begin GIVEN RECORDS

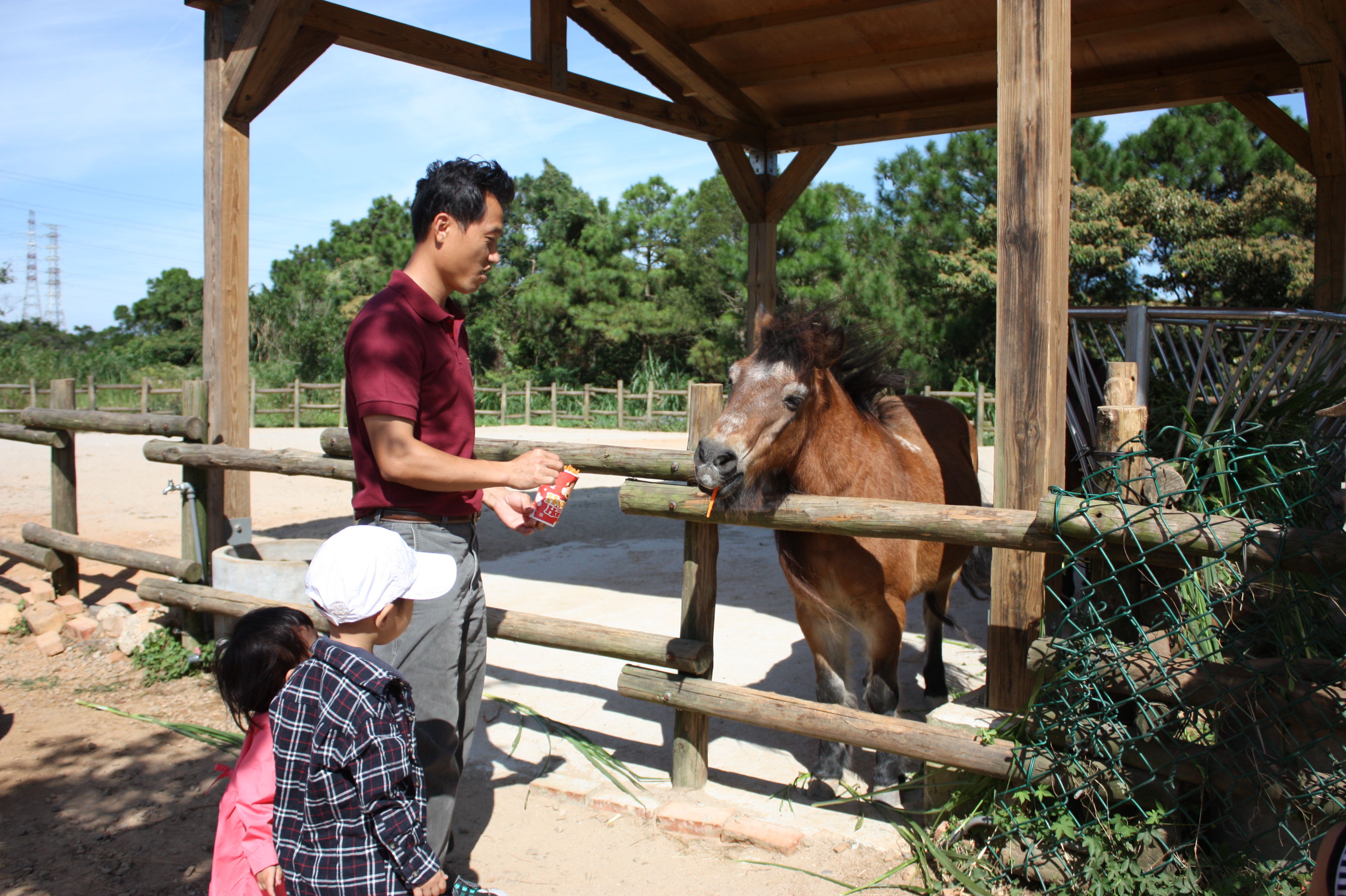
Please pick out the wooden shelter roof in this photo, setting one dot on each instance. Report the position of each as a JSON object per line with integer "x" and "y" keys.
{"x": 781, "y": 75}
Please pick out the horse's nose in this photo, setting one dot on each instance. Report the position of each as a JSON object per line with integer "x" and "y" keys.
{"x": 715, "y": 462}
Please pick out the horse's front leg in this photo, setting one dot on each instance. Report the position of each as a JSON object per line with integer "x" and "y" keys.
{"x": 882, "y": 693}
{"x": 828, "y": 637}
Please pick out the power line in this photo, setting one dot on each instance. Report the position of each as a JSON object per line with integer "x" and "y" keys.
{"x": 158, "y": 201}
{"x": 31, "y": 294}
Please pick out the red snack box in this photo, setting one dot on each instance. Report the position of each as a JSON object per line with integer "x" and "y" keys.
{"x": 551, "y": 499}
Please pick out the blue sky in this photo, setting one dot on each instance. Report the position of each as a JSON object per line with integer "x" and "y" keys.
{"x": 103, "y": 136}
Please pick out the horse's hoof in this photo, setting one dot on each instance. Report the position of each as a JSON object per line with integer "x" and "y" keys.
{"x": 893, "y": 798}
{"x": 936, "y": 700}
{"x": 822, "y": 789}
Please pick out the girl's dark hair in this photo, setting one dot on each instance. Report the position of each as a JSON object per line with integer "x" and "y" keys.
{"x": 458, "y": 189}
{"x": 251, "y": 665}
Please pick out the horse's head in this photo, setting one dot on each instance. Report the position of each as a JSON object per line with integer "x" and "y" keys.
{"x": 802, "y": 368}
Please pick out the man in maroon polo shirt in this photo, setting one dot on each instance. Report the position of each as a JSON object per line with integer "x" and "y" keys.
{"x": 414, "y": 423}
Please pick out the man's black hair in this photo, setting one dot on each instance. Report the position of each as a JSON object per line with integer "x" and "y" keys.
{"x": 458, "y": 189}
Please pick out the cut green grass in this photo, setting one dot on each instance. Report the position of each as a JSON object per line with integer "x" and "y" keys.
{"x": 228, "y": 740}
{"x": 606, "y": 765}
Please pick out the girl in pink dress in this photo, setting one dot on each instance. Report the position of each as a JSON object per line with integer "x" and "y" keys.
{"x": 251, "y": 669}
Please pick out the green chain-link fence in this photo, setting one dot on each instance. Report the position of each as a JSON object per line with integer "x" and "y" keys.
{"x": 1189, "y": 732}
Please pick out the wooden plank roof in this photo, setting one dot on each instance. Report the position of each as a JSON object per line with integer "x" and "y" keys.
{"x": 781, "y": 75}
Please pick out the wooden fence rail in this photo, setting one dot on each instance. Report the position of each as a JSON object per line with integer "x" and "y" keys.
{"x": 499, "y": 401}
{"x": 679, "y": 654}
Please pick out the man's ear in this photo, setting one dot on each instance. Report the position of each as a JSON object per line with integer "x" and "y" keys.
{"x": 441, "y": 227}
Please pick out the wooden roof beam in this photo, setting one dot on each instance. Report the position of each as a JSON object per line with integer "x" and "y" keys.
{"x": 603, "y": 33}
{"x": 427, "y": 49}
{"x": 796, "y": 180}
{"x": 983, "y": 45}
{"x": 1276, "y": 124}
{"x": 1126, "y": 93}
{"x": 799, "y": 15}
{"x": 548, "y": 31}
{"x": 1312, "y": 31}
{"x": 667, "y": 50}
{"x": 768, "y": 200}
{"x": 259, "y": 56}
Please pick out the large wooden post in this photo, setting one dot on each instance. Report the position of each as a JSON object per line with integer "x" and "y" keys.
{"x": 761, "y": 286}
{"x": 194, "y": 532}
{"x": 1031, "y": 299}
{"x": 225, "y": 291}
{"x": 65, "y": 512}
{"x": 764, "y": 196}
{"x": 548, "y": 38}
{"x": 700, "y": 552}
{"x": 1325, "y": 100}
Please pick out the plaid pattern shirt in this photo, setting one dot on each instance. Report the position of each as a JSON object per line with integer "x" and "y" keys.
{"x": 350, "y": 797}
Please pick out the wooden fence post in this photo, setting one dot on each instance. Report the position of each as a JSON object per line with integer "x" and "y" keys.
{"x": 65, "y": 514}
{"x": 700, "y": 552}
{"x": 1033, "y": 274}
{"x": 194, "y": 539}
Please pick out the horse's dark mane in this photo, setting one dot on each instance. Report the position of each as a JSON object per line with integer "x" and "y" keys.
{"x": 808, "y": 339}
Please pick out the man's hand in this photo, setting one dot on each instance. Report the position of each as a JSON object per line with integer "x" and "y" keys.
{"x": 512, "y": 508}
{"x": 267, "y": 879}
{"x": 534, "y": 468}
{"x": 434, "y": 887}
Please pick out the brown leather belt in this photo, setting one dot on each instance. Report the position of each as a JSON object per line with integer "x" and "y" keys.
{"x": 401, "y": 516}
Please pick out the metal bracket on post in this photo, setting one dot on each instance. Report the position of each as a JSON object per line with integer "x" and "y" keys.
{"x": 765, "y": 163}
{"x": 1138, "y": 349}
{"x": 240, "y": 530}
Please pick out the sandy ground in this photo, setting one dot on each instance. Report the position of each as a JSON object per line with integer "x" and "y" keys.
{"x": 127, "y": 800}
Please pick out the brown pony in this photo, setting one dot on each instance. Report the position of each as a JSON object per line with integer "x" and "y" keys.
{"x": 806, "y": 415}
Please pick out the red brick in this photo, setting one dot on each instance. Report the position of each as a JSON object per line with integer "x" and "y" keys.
{"x": 609, "y": 800}
{"x": 760, "y": 833}
{"x": 698, "y": 821}
{"x": 71, "y": 604}
{"x": 50, "y": 644}
{"x": 80, "y": 629}
{"x": 44, "y": 618}
{"x": 563, "y": 787}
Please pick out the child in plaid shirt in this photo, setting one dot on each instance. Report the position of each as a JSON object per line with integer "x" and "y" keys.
{"x": 350, "y": 797}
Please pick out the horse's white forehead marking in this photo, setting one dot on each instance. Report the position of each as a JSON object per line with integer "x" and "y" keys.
{"x": 758, "y": 372}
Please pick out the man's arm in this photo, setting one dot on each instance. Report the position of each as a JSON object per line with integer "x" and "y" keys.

end GIVEN RECORDS

**WORK TO COMPLETE**
Copy every entry exactly as written. Pictures are excluded.

**TASK OUTPUT**
Please pick out the wooden shelter roof in this photo, setting one dot on each instance. Report the position of each as a JSON object per line with integer "x" and "y" keys.
{"x": 781, "y": 75}
Please pick out the horse's nose in this photo, setting one dot on each instance. Report the position of each as a JSON object per line with integer "x" and "y" keys.
{"x": 715, "y": 462}
Please pick out the horse's front leg in this photo, setting one dot on each instance. Report the position of each as a JSON object per line with integer "x" and "y" keys.
{"x": 882, "y": 693}
{"x": 828, "y": 637}
Please pick out the power line in this photo, setting one dot on each instance. Report the position of each as a JSON object per line with integer "x" and "y" keys.
{"x": 158, "y": 201}
{"x": 31, "y": 294}
Please pick out the red snack box in this photo, setting one dot on each instance. Report the position of each as a JSON object per line with integer "x" and "y" keys.
{"x": 551, "y": 499}
Please pick out the blue sky in this photo, setting one dot on each instance. Report the position of each as a JSON object per line with integer "x" and "y" keys.
{"x": 103, "y": 136}
Please pick out the horse's hoof in this photo, setting one dot on each instance. Report the position of each as a JSON object per line with integer "x" and "y" keys.
{"x": 893, "y": 798}
{"x": 936, "y": 700}
{"x": 822, "y": 789}
Please pick out the girl's dark hair in this photo, setting one dot on each instance. Report the position of each as a JSON object per line with integer "x" and "y" keys.
{"x": 458, "y": 189}
{"x": 251, "y": 665}
Please pick out the horse's head in this photo, setting one dot on each instance. Report the position of each as a JSON object per line with integer "x" and "y" keys.
{"x": 802, "y": 368}
Please pick out the man in maroon polo shirt in this photo, setting one dot on each instance. Report the position of each as a JSON object per line with integer "x" and "y" keys.
{"x": 414, "y": 423}
Please pick out the man's black hair in this photo, setting one dot on each instance. Report the position of each as a JSON object per line with integer "x" and "y" keys.
{"x": 458, "y": 189}
Please pick out the cut green grass in this photo, setting one dot on each instance. Report the position of each as a JSON object per line with integer "x" and "y" keys.
{"x": 228, "y": 740}
{"x": 606, "y": 765}
Please pick out the girl in pink dress in this photo, setting one dot on each instance. Report the position of each as a JSON object per line with integer "x" and "y" keys.
{"x": 251, "y": 669}
Please pick out the green chain-link fence in this photo, setting one dot on each instance. Report the position of each as a JSON object per line with integer "x" and "y" keys.
{"x": 1189, "y": 732}
Please pick out the wooden plank roof in this photo, setting one dot on each instance. Report the position of each as a JSON object per line with integer "x" and "y" keys.
{"x": 781, "y": 75}
Please pick out the wooden fence rail in this photo, setting one dot on each instance. Report the position of each as a JSON object per line with integer "x" and "y" keys.
{"x": 499, "y": 401}
{"x": 679, "y": 654}
Please pick out the man's ear in this photo, setting one dot on each instance. Report the position of each as a JSON object per line with integer "x" and "y" keys.
{"x": 441, "y": 227}
Please pick out the wooden roof beam in this photo, setting one dot on each instance. Report the position of each as a JSON object per line with integer "x" and "y" keys.
{"x": 603, "y": 33}
{"x": 427, "y": 49}
{"x": 796, "y": 180}
{"x": 983, "y": 45}
{"x": 1276, "y": 124}
{"x": 1126, "y": 93}
{"x": 799, "y": 15}
{"x": 548, "y": 31}
{"x": 1312, "y": 31}
{"x": 667, "y": 50}
{"x": 768, "y": 200}
{"x": 259, "y": 56}
Please pick out the large wooden post in this photo, setting one dot on each instance. Report the position of each as a JSON object per line with integer "x" and "y" keys.
{"x": 761, "y": 286}
{"x": 194, "y": 532}
{"x": 1031, "y": 299}
{"x": 225, "y": 291}
{"x": 65, "y": 512}
{"x": 764, "y": 196}
{"x": 548, "y": 38}
{"x": 700, "y": 552}
{"x": 1325, "y": 100}
Please pick out the plaid pattern shirt in this photo, setting one dot on each instance. Report the position of each as a JSON object per line with integer "x" and "y" keys.
{"x": 350, "y": 797}
Please pick out the wooden fence post in this photo, setting one dot on each instance. Report the position of each as a JSON object per line with integer "x" and "y" keys.
{"x": 65, "y": 514}
{"x": 700, "y": 552}
{"x": 1033, "y": 274}
{"x": 194, "y": 539}
Please pick out the horse's dark mane in this photo, setting one dot on each instance. Report the position of each as a JSON object per line with integer "x" and "y" keys.
{"x": 808, "y": 339}
Please pick out the man's hand in this photo, setting one dot on each instance. Report the position of each as a JSON object per line with integer "x" and "y" keys.
{"x": 512, "y": 508}
{"x": 267, "y": 879}
{"x": 534, "y": 468}
{"x": 434, "y": 887}
Please pick out the brown leather belt in this photo, setting one dot on each instance. Report the position of each as a JSON object per line with integer "x" and "y" keys.
{"x": 401, "y": 516}
Please pick out the metal bracket on post in this photo, setting one dot on each instance. Report the position of each as a JSON object per line with integer "x" and "y" keys.
{"x": 765, "y": 163}
{"x": 1138, "y": 349}
{"x": 240, "y": 530}
Please pick out the sandy ground in this photo, setting one dot on each instance. Report the position of each as a JSON object per line with integer "x" and "y" keys.
{"x": 127, "y": 800}
Please pick out the brown pony in this photo, setting one dot on each instance. Report the position of each as a JSON object per line with integer "x" and "y" keys.
{"x": 806, "y": 415}
Please pick out the red brick in this photo, setting one dot on each instance. Report the position of each as a JSON object per line with integer "x" and "y" keys.
{"x": 609, "y": 800}
{"x": 760, "y": 833}
{"x": 698, "y": 821}
{"x": 71, "y": 604}
{"x": 50, "y": 644}
{"x": 80, "y": 629}
{"x": 44, "y": 618}
{"x": 563, "y": 787}
Please pick out the child in plaid shirt in this photo, setting one dot on each instance. Report the position of each as a JSON object per line with integer "x" and "y" keys.
{"x": 350, "y": 797}
Please pick out the horse's white forehead marking in this photo, setting one dot on each instance. Report the position of each as a JSON object per line with integer "x" and "y" keys.
{"x": 758, "y": 372}
Please pick out the man's arm in this photo, setting one dot on each instance. Report the position of each as a JSON object per line with integer "x" and "y" keys.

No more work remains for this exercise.